## Fragmento de página

Primer referente electoral de la izquierda en México, el partido perderá el registro salvo milagro, víctima de años de salvajes pugnas intestinas y alianzas insólitas. EL PAÍS busca las claves de su decadencia

Cuauhtémoc Cárdenas, Porfirio Muñoz Ledo y Heberto Castillo, durante la fundación del partido en el zócalo capitalino en mayo de 1989.
Cuauhtémoc Cárdenas, Porfirio Muñoz Ledo y Heberto Castillo, durante la fundación del partido en el zócalo capitalino en mayo de 1989.ELOY VALTIERRA /CUARTOSCURO
Pablo Ferri

La muerte puede durar años y parecerse extrañamente a la vida, al menos en el plano político, donde las derrotas suelen leerse como victorias y las rupturas como nuevas oportunidades. Poca vida parece quedarle al moribundo Partido de la Revolución Democrática, el PRD, que vive de prestado desde hace años, conectado al respirador artificial de las alianzas, peleado ahora con el recuento de los votos, tratando de evitar así su desaparición definitiva. Es el epitafio de una formación que una vez simbolizó la esperanza progresista de México, un país anclado al caudillaje durante décadas.

## Ejercicios por resolver
A: Según el extracto sobre el PRD, ¿por qué el partido perderá el registro? Responde en una a tres oraciones.
B: Copia del extracto sobre el PRD todo lo que va desde "La muerte puede" hasta "caudillaje durante décadas.", ambos incluidos.

## Datos
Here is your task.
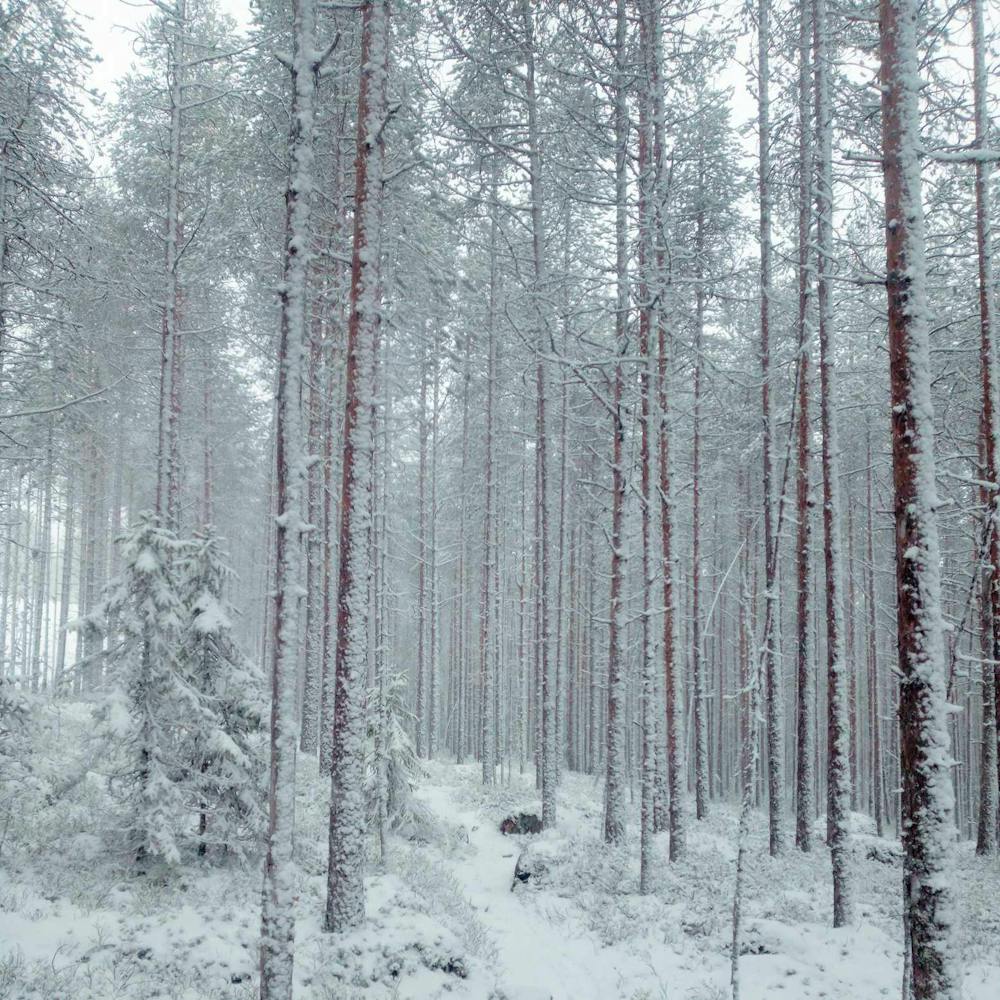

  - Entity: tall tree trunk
---
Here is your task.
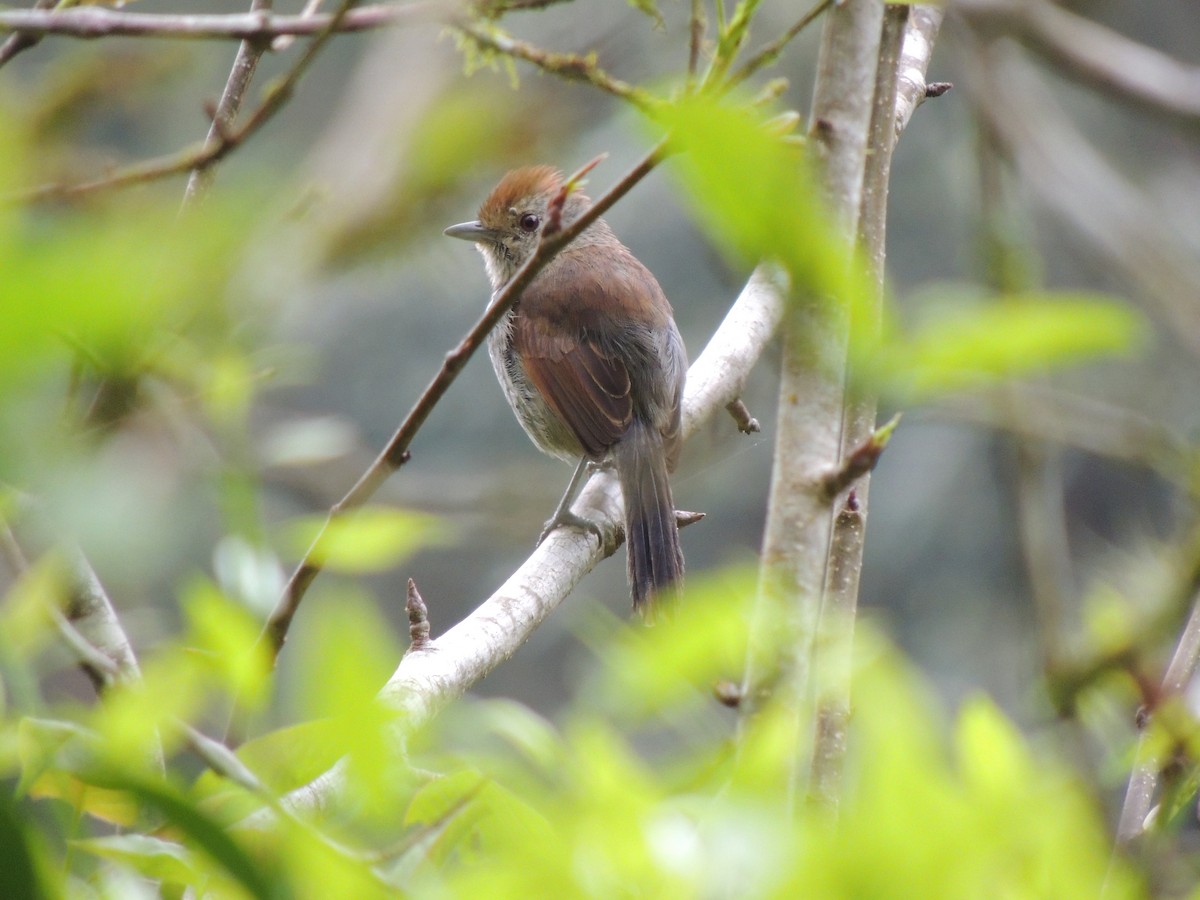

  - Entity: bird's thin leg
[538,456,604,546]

## Respuestas
A: El partido perderá el registro, salvo milagro, por ser víctima de años de salvajes pugnas intestinas y alianzas insólitas.

B:
La muerte puede durar años y parecerse extrañamente a la vida, al menos en el plano político, donde las derrotas suelen leerse como victorias y las rupturas como nuevas oportunidades. Poca vida parece quedarle al moribundo Partido de la Revolución Democrática, el PRD, que vive de prestado desde hace años, conectado al respirador artificial de las alianzas, peleado ahora con el recuento de los votos, tratando de evitar así su desaparición definitiva. Es el epitafio de una formación que una vez simbolizó la esperanza progresista de México, un país anclado al caudillaje durante décadas.